*JOB*: Skip any picture you find and retype all the remaining lines exactly.

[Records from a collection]
□ □ □ □

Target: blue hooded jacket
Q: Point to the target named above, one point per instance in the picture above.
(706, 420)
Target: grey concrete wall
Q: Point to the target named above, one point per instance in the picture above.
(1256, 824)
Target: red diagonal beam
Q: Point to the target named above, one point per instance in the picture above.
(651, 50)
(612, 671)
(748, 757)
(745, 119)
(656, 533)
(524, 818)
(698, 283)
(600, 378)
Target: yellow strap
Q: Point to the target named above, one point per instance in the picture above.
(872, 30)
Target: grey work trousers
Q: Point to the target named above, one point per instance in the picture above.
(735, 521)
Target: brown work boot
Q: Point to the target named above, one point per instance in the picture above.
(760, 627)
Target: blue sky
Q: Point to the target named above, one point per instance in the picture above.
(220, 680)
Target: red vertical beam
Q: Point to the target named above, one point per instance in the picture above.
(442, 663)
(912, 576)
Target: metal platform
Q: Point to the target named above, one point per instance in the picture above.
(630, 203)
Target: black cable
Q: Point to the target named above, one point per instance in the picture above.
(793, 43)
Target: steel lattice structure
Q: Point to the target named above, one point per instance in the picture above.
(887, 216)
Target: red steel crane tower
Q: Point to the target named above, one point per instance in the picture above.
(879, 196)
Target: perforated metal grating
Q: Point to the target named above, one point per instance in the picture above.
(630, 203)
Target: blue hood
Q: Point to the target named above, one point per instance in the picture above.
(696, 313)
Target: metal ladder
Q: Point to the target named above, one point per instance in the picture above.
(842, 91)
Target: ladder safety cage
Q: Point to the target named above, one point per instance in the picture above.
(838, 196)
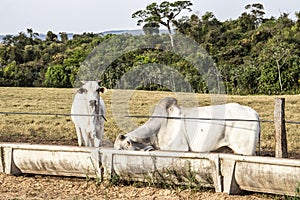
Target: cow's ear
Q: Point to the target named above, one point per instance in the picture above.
(122, 137)
(81, 90)
(103, 90)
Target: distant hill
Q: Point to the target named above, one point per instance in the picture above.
(42, 36)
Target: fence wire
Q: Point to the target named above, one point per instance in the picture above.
(145, 116)
(51, 114)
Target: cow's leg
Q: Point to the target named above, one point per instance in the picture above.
(85, 137)
(79, 135)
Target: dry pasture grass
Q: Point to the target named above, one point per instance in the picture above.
(60, 130)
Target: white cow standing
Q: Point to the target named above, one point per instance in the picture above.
(87, 101)
(178, 128)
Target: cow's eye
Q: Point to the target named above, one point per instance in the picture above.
(82, 90)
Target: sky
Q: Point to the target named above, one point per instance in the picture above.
(78, 16)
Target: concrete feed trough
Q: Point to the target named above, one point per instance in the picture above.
(224, 172)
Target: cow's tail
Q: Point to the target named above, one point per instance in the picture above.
(259, 138)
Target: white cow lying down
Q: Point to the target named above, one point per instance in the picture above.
(167, 131)
(88, 101)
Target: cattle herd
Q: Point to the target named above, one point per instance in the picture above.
(171, 127)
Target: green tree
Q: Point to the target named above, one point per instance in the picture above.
(163, 14)
(56, 76)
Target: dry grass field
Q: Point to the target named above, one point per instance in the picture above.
(60, 130)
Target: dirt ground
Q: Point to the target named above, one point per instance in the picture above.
(53, 187)
(49, 187)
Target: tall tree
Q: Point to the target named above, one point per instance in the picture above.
(163, 14)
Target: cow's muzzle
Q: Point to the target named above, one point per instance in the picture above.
(93, 103)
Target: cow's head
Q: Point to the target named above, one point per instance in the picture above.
(92, 91)
(123, 142)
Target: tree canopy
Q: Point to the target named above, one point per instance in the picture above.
(252, 54)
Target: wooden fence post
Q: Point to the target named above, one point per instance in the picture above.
(280, 132)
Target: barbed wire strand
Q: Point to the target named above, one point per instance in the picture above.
(146, 116)
(51, 114)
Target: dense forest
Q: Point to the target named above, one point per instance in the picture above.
(253, 54)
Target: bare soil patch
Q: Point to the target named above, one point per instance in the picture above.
(61, 131)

□ □ □ □

*TASK RESPONSE*:
Target: blue hooded jacket
Q: Point to the target named above, one point per instance in the picture above.
(706, 420)
Target: grey concrete wall
Q: Point to the target named above, one point per instance in the picture above.
(1256, 824)
Target: red diagonal beam
Q: Point to the target named above, one point per instance in the picture above.
(651, 50)
(612, 671)
(748, 757)
(745, 119)
(656, 533)
(524, 818)
(698, 283)
(600, 378)
Target: yellow strap
Q: Point to the target named above, one point per instance in the picture above.
(872, 30)
Target: grey work trousers
Q: Point to the target named above, one point per instance in the picture above.
(735, 521)
Target: brown work boot
Q: Point to the target named above, one point per instance in the picture above.
(760, 627)
Target: blue sky
Q: Point to the target named above, one point per instance in the picture above.
(220, 680)
Target: red vertical beam
Q: Point to the target named above, one point per instance in the picture above.
(442, 663)
(912, 576)
Target: metal platform
Q: Point to the target named above, one point per instance in the picture above.
(630, 203)
Target: black cable
Q: Point to the target named above, one point per instance in the picture above.
(793, 43)
Target: steel lattice structure
Q: Point to the target named above, one point per instance in the picture above.
(887, 216)
Target: red steel crane tower
Q: Point to the target named above, one point per instance in the picture above.
(879, 196)
Target: perforated metal grating
Q: Point to the target named above, one point per instance in the picture above.
(630, 203)
Target: blue hood
Q: Point to the target named above, one point per instance in the picture above.
(696, 313)
Target: metal ladder
Q: Point to the target named above, one point per instance in the picture above.
(842, 91)
Target: ladder safety cage
Q: Point to the target named above, one point per instance in the picture above.
(838, 196)
Target: cow's ear
Q: Point to the target named above, one point per instance in the picture above.
(122, 137)
(81, 90)
(103, 90)
Target: distant hill
Q: Point to the target named above, one point per instance in the picture above.
(42, 36)
Target: fence wire
Q: Point to the target named above, one point per instance in the picture above.
(145, 116)
(51, 114)
Target: cow's leg
Q: Point to the target named above, one point per instance in the picture above.
(85, 137)
(79, 135)
Target: dry pasture grass
Q: Point to the target named above, one point per instance in the picture above.
(60, 130)
Target: white cow standing
Q: Point to the target named above, one point per instance in the picture above.
(87, 101)
(178, 128)
Target: cow's eye
Q: Point to the target named above, one point per instance in the picture above.
(82, 90)
Target: sky
Q: Point to the target named above, one point per instance in the picture above.
(78, 16)
Target: concrete feed trough
Q: Point to the target named above, one point per instance in the picture above.
(224, 172)
Target: cow's tail
Q: Point to the target named above, one point per instance in the picture above.
(259, 138)
Target: white cow lying down
Q: Point to the target named above, one point per instance in the picture above.
(167, 131)
(88, 101)
Target: cattle herd
Q: Point to the target named above, one point per instance in the picture above.
(171, 127)
Target: green tree
Q: Point to the target named above, one point per instance in the picture above.
(163, 14)
(56, 76)
Target: dry grass field
Q: Point to the target named above, one point per instance in the picture above.
(60, 130)
Target: dirt ground
Q: Point to the target named above, one point per instance in the picture above.
(53, 187)
(49, 187)
Target: tall tree
Q: Point to the target named above, one point per instance in the picture above.
(163, 14)
Target: cow's muzzle
Q: Point to the target named above, one point per instance in the picture above.
(93, 103)
Target: cow's head
Q: Point to the target named above, one point per instance in the picture above.
(92, 91)
(123, 142)
Target: tree canopy
Q: Point to the target named above, one point per instance in the picture above.
(252, 54)
Target: wooden fence post
Q: Point to the target named above, one point per instance in the picture above.
(280, 132)
Target: barbed wire strand
Q: Point to the target named above, one point per instance in the picture above.
(146, 116)
(51, 114)
Target: dense forest
Q: Point to the target named above, one point per instance in the picture above.
(253, 54)
Target: bare soil patch
Q: Point to the target named above, one point per instance in the picture above.
(61, 131)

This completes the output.